Selected text >>

┌────────

What strikes us about our villain is that he is so thoroughly human; a little twist in point of view could easily turn him into a hero. Say the play had started with a scene we only hear about-the Christian wags baiting Shylock on the mark, spitting on him unjustifiably: wouldn't we identify with him at least as much as we would with Coalhouse Walker in Ragtime, or The Magnificent SEven, or Clint Eastwood in any number of movies? Revenge is very much apart of the American fable.
Venetian society of old may be just the thing to help us reflect on our own: after all, lynchings were commonplace in the American South through the 1950's; and Littleton and Laramie were just-were they last year? Perhaps there is a universal tendency to treat people who are different as outcasts and outsiders, aliens in our midst-the "Other." This drive preys upon our base instinct to want to be part of the in-crowd, a player on the winning team. It is the same instinct that makes us root for our favorite sports team, occasionally to excess. And while it may be bad, or even evil, it is simply something that societies do. Oddly enough, this sort of incivility helps to define a civilization.
But the parables of the New Testament-the Christian one-tell us that such definition is no longer acceptable: morality can no longer consist merely of following the rules, particularly the "big ten." We must place ourselves in the shoes of the Other-even when that Other is our enemy-and treat them as we would be treated. Ironically, since Shylock's rules are etched in stone tablets, not in confusing paradoxes of the Gospel, he meets his own moral standard more successfully than his enemies do theirs. He has probably never broken a commandment in his life (nor even cheated on his taxes) while the Christians exhibit great deficiency in loving their enemies as themselves. But he follows the letter of the law at the expense of its spirit, and therein lies the seed of both his triumph and his doom.
Perhaps Shakespeare wrote The MErchant of Venice, then, to indict cruelty under any guise. But more, by the end of the performance, I hope you will also question whether becoming "a member of the club" in an improvement over the Emersonian idea of "casting conformity behind" and being oneself-and not just in Shylock's Venice or Shakespeare's London, but in our own America.

└────────

Material supplied >>

┌────────

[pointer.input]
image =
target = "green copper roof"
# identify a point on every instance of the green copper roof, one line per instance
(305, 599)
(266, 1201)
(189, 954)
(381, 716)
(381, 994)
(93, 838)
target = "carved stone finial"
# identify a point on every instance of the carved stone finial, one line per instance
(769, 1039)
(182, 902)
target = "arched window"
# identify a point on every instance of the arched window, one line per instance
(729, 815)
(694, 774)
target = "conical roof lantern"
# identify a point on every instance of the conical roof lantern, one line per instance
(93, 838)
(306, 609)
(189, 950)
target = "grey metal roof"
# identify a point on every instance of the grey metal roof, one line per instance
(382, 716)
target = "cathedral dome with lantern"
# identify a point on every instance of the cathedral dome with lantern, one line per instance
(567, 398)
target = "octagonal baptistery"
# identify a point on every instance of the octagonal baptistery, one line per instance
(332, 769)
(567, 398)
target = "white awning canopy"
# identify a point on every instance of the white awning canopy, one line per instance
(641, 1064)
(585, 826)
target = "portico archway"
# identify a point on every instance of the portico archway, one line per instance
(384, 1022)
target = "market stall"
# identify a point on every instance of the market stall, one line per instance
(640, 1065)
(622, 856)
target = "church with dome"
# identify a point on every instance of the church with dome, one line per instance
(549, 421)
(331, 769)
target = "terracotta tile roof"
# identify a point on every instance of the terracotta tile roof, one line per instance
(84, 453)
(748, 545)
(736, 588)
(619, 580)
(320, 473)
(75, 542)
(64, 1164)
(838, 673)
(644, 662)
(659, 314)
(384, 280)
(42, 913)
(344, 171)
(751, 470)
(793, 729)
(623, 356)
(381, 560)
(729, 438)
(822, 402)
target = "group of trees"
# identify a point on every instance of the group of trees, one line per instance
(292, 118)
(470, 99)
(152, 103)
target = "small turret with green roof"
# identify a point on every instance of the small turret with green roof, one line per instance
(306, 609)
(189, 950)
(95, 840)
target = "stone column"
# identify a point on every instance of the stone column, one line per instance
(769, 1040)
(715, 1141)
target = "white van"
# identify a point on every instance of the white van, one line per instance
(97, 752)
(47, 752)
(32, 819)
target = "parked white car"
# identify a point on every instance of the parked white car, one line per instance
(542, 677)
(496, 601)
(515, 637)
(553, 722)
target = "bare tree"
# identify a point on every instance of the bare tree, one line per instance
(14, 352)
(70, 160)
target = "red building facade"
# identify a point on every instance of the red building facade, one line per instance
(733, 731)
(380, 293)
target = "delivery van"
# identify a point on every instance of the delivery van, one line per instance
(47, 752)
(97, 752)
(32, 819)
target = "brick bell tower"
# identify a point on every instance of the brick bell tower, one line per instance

└────────

From the essay on Shylock above, set down the passage starting at "But the parables" and ending at "and his doom.", copied word for word.

Expected output >>
But the parables of the New Testament-the Christian one-tell us that such definition is no longer acceptable: morality can no longer consist merely of following the rules, particularly the "big ten." We must place ourselves in the shoes of the Other-even when that Other is our enemy-and treat them as we would be treated. Ironically, since Shylock's rules are etched in stone tablets, not in confusing paradoxes of the Gospel, he meets his own moral standard more successfully than his enemies do theirs. He has probably never broken a commandment in his life (nor even cheated on his taxes) while the Christians exhibit great deficiency in loving their enemies as themselves. But he follows the letter of the law at the expense of its spirit, and therein lies the seed of both his triumph and his doom.